> _Exercise_: Can you retype the Raspberry Pi camera tutorial excerpt below word for word, in full?

> _Selected excerpt_:
Using ssh let's make the Pi share what it views. For this we'll use UV4L. For this follow the steps on the following webpage: https://raspberry-valley.azurewebsites.net/UV4L/. If you are done with UV4L setup as describe in the link, you should now be able to view the live video of your raspberry on your computer. For this simply go to your browser on the address http://raspberryip:8080/stream, replacing "raspberryip" by the ip of the raspberry pi that you found through lanScan.

Now that's it for one of our two "eyes". What about the other ? Either we repeat the same process, either we clone what is on our raspberry pi to another SD card. To know more about the second option you can check this github: https://github.com/billw2/rpi-clone.

And there you go, you should now have your two raspberry pi sharing their live video stream on the local network ! We got out eyes working, now let's resolve this little strabisme problem and let's make our little system portable !

Step 3: Make It Portable: Laser Cut and Mount

To make the camera system portable, I designed a wooden structure on which I can screw the raspberry Pis the cameras and the battery shield. The designed is attached here as an svg file. You might have to modify the screw positions for the battery shield depending on your shield and/or the design depending on the thickness of your wood.

[Excerpts from labeled region data]
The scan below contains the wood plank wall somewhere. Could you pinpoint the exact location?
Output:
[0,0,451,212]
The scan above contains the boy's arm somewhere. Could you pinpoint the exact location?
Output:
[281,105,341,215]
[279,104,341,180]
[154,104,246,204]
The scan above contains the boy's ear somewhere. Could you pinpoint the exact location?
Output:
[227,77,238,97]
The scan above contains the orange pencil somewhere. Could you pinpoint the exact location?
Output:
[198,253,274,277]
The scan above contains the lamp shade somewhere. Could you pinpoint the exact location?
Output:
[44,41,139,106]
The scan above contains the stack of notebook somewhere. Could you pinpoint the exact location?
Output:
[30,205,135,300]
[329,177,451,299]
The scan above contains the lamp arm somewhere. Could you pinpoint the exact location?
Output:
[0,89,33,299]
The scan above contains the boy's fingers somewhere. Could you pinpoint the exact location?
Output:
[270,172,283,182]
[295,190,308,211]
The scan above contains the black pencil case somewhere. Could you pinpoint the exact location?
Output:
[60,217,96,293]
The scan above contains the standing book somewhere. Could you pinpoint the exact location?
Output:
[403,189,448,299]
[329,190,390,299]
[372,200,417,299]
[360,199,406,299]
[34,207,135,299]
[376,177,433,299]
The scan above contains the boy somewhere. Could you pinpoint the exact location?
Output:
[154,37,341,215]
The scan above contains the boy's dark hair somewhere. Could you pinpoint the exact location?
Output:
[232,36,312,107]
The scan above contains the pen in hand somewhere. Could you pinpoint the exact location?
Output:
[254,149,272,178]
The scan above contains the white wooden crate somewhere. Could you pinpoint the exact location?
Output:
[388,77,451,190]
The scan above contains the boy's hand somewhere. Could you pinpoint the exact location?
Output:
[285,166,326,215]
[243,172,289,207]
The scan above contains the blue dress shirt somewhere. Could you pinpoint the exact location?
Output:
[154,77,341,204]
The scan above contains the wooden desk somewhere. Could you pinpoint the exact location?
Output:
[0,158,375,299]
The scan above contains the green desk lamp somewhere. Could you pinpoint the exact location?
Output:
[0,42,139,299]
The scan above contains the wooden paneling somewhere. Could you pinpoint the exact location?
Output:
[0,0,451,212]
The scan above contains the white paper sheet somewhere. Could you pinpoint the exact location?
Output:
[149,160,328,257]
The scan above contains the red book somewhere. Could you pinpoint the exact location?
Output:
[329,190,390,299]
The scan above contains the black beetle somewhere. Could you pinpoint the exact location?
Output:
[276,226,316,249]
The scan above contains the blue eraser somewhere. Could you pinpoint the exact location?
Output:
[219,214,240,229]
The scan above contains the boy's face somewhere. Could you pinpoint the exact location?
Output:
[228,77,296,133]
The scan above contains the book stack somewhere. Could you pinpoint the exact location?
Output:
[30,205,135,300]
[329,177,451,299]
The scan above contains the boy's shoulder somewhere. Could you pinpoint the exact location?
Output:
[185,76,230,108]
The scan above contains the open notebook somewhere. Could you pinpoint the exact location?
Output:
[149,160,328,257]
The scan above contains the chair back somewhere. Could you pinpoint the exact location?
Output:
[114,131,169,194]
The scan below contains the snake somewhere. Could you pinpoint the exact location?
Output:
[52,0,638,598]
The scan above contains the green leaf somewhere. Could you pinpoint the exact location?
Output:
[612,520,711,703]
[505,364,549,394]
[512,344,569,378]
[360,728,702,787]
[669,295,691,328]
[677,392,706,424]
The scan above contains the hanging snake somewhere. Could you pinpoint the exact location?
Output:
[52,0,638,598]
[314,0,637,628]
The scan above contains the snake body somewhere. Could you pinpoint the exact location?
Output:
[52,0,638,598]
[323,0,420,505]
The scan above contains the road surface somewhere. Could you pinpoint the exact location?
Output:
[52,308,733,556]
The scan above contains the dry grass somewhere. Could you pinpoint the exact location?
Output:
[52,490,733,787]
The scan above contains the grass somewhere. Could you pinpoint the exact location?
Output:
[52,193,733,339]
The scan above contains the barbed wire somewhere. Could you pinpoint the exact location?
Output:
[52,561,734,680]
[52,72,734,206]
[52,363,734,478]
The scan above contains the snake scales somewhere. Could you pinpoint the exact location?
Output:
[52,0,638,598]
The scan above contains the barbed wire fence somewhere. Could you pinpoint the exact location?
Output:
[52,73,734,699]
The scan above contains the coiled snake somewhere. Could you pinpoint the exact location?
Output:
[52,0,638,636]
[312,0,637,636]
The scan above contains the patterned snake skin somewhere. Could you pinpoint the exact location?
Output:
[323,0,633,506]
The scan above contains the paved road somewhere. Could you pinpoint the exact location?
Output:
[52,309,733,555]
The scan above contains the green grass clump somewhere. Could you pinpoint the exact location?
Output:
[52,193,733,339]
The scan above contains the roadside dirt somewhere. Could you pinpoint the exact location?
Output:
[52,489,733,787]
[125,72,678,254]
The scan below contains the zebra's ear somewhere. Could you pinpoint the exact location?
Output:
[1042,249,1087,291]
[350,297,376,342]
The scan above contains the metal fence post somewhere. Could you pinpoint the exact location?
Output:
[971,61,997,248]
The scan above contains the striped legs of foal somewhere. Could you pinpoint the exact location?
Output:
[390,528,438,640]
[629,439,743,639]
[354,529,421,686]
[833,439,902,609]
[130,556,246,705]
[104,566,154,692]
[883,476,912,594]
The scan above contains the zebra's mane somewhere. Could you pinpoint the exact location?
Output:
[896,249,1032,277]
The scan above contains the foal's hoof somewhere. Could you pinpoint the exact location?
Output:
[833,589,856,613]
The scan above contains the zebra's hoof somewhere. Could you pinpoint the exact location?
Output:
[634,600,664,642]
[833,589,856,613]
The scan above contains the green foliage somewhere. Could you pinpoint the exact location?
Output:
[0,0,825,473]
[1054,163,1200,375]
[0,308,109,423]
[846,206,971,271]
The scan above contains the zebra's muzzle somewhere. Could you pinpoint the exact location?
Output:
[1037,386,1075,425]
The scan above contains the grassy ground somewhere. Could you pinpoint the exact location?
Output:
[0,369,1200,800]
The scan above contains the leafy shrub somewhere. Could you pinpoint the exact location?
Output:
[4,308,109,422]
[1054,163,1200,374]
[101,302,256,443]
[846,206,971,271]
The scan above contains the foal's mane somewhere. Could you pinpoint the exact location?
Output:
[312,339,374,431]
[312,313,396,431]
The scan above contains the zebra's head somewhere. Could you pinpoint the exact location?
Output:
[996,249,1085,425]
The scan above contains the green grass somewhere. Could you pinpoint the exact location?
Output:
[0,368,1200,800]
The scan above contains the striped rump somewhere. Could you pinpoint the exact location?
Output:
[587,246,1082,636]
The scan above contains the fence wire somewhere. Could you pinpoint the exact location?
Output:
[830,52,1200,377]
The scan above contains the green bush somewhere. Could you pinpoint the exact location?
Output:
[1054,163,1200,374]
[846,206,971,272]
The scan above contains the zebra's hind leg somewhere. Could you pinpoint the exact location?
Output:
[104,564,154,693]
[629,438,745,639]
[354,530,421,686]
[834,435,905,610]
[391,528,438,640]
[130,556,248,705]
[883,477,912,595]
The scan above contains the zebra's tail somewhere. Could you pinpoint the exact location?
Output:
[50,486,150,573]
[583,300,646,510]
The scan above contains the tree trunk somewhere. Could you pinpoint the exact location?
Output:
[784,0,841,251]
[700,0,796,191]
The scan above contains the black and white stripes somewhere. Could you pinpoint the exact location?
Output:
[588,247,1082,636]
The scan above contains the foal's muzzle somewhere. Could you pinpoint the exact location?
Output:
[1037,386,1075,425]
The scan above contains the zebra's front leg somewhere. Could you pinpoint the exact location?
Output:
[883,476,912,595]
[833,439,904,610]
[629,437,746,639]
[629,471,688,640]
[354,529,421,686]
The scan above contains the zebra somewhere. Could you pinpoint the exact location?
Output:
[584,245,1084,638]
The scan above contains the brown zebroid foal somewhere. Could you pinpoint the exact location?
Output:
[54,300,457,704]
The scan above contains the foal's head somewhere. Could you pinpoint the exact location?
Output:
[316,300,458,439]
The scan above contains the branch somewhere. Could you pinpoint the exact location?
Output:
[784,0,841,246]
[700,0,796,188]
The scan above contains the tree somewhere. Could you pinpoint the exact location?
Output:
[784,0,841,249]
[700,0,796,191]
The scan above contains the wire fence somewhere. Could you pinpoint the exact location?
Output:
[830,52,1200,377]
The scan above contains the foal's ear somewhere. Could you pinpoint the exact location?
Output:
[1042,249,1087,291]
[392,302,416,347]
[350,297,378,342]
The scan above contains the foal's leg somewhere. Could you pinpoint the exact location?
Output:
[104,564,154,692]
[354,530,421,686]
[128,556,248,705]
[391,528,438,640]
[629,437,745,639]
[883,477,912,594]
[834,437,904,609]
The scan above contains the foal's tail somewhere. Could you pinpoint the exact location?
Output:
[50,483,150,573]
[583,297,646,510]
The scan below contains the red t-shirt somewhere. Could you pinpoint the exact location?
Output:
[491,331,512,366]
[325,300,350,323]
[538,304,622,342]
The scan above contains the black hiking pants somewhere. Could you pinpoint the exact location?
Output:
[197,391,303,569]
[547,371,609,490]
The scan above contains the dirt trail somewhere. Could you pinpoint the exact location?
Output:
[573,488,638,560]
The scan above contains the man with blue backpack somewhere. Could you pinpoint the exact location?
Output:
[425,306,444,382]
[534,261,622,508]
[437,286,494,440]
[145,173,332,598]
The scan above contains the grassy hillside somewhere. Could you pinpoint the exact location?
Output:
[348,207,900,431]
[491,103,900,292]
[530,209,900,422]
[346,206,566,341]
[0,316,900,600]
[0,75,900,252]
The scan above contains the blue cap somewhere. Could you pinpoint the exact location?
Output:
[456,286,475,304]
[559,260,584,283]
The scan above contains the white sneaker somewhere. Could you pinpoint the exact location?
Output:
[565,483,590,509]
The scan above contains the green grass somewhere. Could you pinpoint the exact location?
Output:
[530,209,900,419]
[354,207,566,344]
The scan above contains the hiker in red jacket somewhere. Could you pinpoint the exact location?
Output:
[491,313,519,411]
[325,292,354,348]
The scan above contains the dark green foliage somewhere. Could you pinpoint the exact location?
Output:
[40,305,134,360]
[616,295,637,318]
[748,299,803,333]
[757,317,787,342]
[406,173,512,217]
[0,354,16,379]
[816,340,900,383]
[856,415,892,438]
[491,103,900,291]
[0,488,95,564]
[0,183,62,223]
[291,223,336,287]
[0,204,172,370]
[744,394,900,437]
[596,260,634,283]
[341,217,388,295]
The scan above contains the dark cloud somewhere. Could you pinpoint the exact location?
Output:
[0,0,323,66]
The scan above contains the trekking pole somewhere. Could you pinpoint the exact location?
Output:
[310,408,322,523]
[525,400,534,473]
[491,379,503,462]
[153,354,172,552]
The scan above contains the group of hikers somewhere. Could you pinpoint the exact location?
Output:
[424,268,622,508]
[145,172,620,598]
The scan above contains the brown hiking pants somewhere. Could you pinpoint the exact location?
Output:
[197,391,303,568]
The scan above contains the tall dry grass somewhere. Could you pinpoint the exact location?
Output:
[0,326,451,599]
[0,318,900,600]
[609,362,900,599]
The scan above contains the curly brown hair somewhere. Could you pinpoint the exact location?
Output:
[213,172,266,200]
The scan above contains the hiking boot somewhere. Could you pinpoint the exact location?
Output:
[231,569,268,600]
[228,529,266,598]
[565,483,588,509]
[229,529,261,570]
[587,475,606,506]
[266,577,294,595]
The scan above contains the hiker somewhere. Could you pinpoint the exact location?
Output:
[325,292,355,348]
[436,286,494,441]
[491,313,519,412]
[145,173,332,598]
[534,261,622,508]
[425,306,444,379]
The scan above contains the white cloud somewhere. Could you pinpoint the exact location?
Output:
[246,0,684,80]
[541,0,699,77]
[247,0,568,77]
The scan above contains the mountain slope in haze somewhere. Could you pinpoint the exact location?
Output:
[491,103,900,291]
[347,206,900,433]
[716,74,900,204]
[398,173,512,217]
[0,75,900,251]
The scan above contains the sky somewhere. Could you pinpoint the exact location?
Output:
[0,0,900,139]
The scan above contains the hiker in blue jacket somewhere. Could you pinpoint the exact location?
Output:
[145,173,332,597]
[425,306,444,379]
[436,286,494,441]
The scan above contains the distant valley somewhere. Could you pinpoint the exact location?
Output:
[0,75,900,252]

> _Task response_:
Using ssh let's make the Pi share what it views. For this we'll use UV4L. For this follow the steps on the following webpage: https://raspberry-valley.azurewebsites.net/UV4L/. If you are done with UV4L setup as describe in the link, you should now be able to view the live video of your raspberry on your computer. For this simply go to your browser on the address http://raspberryip:8080/stream, replacing "raspberryip" by the ip of the raspberry pi that you found through lanScan.

Now that's it for one of our two "eyes". What about the other ? Either we repeat the same process, either we clone what is on our raspberry pi to another SD card. To know more about the second option you can check this github: https://github.com/billw2/rpi-clone.

And there you go, you should now have your two raspberry pi sharing their live video stream on the local network ! We got out eyes working, now let's resolve this little strabisme problem and let's make our little system portable !

Step 3: Make It Portable: Laser Cut and Mount

To make the camera system portable, I designed a wooden structure on which I can screw the raspberry Pis the cameras and the battery shield. The designed is attached here as an svg file. You might have to modify the screw positions for the battery shield depending on your shield and/or the design depending on the thickness of your wood.